BRANO DI PARTENZA ::
-*-

Nell'altro versante della Montagna (2)















Sotto alberi ‘secolari’ meditai su quel labirinto perduto: lo immaginai inviolato e perfetto sulla cima segreta d’una montagna; lo immaginai subacqueo, cancellato dalle risaie; lo immaginai infine, non già di chioschi ottagonali e di sentieri che voltano, ma di fiumi e di province e di regni...

Pensai a un labirinto di labirinti, a un labirinto sinuoso e crescente che abbracciasse il passato e l’avvenire, e che implicasse in qualche modo anche gli astri. Assorto in queste immagini illusorie, dimenticai il mio destino d’uomo inseguito. Mi sentii, per un tempo indeterminato, percettore astratto del mondo. La campagna vaga e vivente, la luna, i resti del tramonto operarono in me; così anche il declivio, che eliminava ogni possibilità di fatica. La sera era intima, infinita. Il sentiero scendeva e si biforcava, tra i campi già confusi. Una musica acuta e come sillabica s’avvicinava e s’allontanava nel va e vieni del vento, appannata di foglie e di distanza.




Pensai che un uomo può essere nemico di altri uomini, di altri momenti di altri uomini, ma non d’un paese: non di lucciole, di parole, di giardini, di corsi d’acqua, di tramonti. Giunsi, così, a un alto cancello arrugginito. Tra le sbarre, decifrai un viale e una specie di padiglione. Compresi subito due cose, la prima banale, la seconda incredibile: la musica veniva dal padiglione, la musica era cinese. Per questo l’avevo accettata senza residuo, senza prestarle attenzione. Non ricordo se vi fosse un campanello, o un battaglio, o se chiamai battendo le mani.

Il crepitio della musica continuò.

Ma dal fondo del giardino una lanterna s’avvicinava: una lanterna che i tronchi rigavano e ogni poco annullavano… Una lanterna di carta che aveva la forma dei tamburi e il colore della luna. La portava un uomo alto. Non vidi il suo volto, che restava nell’ombra.




Aprì il cancello e disse lentamente nella mia lingua:

 ‘Vedo che il pietoso Hsi P’êng procura di alleviare la mia solitudine. Lei vorrà senza dubbio vedere il giardino?’.

-*-

[Record di dati]
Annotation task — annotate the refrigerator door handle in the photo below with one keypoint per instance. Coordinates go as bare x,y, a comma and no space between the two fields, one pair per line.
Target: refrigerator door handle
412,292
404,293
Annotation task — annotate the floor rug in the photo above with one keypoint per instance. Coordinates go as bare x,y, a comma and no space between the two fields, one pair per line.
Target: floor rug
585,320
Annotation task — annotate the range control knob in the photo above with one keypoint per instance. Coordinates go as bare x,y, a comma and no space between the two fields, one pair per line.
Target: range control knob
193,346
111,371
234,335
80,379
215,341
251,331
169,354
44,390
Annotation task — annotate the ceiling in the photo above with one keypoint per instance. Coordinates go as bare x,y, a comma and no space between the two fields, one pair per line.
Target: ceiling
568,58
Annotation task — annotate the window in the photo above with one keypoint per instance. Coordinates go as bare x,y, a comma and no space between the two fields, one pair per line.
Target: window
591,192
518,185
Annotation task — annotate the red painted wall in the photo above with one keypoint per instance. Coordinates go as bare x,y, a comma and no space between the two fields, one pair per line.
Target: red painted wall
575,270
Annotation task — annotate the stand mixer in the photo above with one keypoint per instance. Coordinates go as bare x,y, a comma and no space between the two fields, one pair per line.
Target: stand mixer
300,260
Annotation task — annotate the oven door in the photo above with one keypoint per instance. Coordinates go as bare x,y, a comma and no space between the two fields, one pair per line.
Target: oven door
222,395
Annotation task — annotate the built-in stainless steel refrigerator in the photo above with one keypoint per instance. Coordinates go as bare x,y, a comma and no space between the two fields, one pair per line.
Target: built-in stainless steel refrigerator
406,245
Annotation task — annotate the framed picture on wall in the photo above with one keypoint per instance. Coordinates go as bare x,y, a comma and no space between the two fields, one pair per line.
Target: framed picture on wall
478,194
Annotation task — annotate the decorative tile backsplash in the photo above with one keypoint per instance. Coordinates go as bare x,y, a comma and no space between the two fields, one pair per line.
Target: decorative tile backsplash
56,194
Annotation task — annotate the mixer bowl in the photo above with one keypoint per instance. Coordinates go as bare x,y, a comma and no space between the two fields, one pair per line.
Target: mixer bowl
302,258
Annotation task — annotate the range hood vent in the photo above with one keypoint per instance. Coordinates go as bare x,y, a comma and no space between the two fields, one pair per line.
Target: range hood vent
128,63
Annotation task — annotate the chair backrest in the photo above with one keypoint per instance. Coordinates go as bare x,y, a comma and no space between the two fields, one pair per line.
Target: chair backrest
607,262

-*-

ESERCIZI DA SVOLGERE ::
[a] Traduci in inglese la frase «La sera era intima, infinita.» del brano sul labirinto perduto.
[b] Riprendi il brano sul labirinto perduto e prosegui il racconto a partire dalla domanda finale dell'uomo con la lanterna.

ESERCIZI SVOLTI ::
[a] The evening was intimate, infinite.

[b]
Riconobbi il nome d’uno dei nostri consoli e ripetei sconcertato:

‘Il giardino?’.

‘Il giardino dei sentieri che si biforcano…’… 

      Ed approdai agli odierni campi!


Il giardino dei sentieri che si biforcano è un enorme indovinello, o parabola, il cui tema è il Tempo: è questa causa recondita a vietare la menzione del suo nome.




Omettere sempre una parola, ricorrere a metafore inette e a perifrasi evidenti, è forse il modo più enfatico di indicarla. È il modo tortuoso che preferì, in ciascun meandro del suo infaticabile romanzo, l’obliquo Ts’ui Pên.

Ho confrontato centinaia di manoscritti, ho corretto gli errori introdotti dalla negligenza dei copisti, ho congetturato il piano di questo caos, ho ristabilito, o creduto di ristabilire, l’ordine primitivo, ho tradotto l’opera intera: non vi ho incontrato una sola volta la parola Tempo.

La spiegazione è ovvia.




Il giardino dei sentieri che si biforcano è una immagine incompleta, ma non falsa, dell’Universo quale lo concepiva Ts’ui Pên.

A differenza di Newton e di Schopenhauer, il suo antenato non credeva in un tempo uniforme, assoluto. Credeva in infinite serie di tempo; in una rete crescente e vertiginosa di tempi divergenti, convergenti e paralleli. Questa trama di tempi che s’accostano, si biforcano, si tagliano o s’ignorano per secoli, comprende tutte le possibilità.

Il tempo si biforca perpetuamente verso innumerevoli futuri.

In uno di questi io sono suo nemico.

Tornai ad accorgermi di quel pullulare che ho detto.

Mi parve che l’umido giardino che circondava la casa fosse saturo all’infinito di persone invisibili….

(Gao Xingjian, La montagna dell’Anima)

 (Prosegue...)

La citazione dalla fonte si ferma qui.